*WHAT YOU HAVE TO DO*:
Turn the lines of the records below into a JSON list of strings, one string per line, with blank lines left out. Start at the line that has "structure in this scene." and stop after the line that has "[72,248,154,300]".

*Image annotation data*:
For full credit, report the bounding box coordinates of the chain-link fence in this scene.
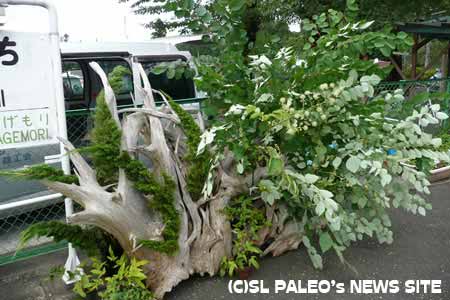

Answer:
[0,98,203,265]
[375,78,450,98]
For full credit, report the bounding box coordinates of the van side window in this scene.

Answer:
[142,61,195,101]
[97,59,134,105]
[62,61,84,101]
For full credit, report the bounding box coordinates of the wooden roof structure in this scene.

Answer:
[391,16,450,80]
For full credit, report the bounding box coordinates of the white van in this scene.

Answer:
[0,42,197,216]
[61,42,196,110]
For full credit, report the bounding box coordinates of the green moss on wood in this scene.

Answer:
[169,98,210,201]
[120,152,180,255]
[19,221,110,256]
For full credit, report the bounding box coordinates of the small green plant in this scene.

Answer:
[220,196,270,276]
[72,248,154,300]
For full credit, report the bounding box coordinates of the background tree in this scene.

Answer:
[9,0,449,297]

*TASK RESPONSE*:
[
  "For full credit, report the bounding box coordinates of the wooden roof structure in this scene.",
  "Answer:",
  "[391,16,450,80]",
  "For full credit, report the bounding box coordinates of the white van in this scene.",
  "Answer:",
  "[0,42,197,216]",
  "[61,42,196,110]",
  "For full credit, report the bounding box coordinates of the green moss on wood in this scene.",
  "Answer:",
  "[169,98,210,201]",
  "[120,152,180,255]",
  "[19,221,110,256]",
  "For full credit, report the bounding box coordinates of the small green plant in this scene.",
  "Answer:",
  "[220,196,270,276]",
  "[72,248,154,300]"
]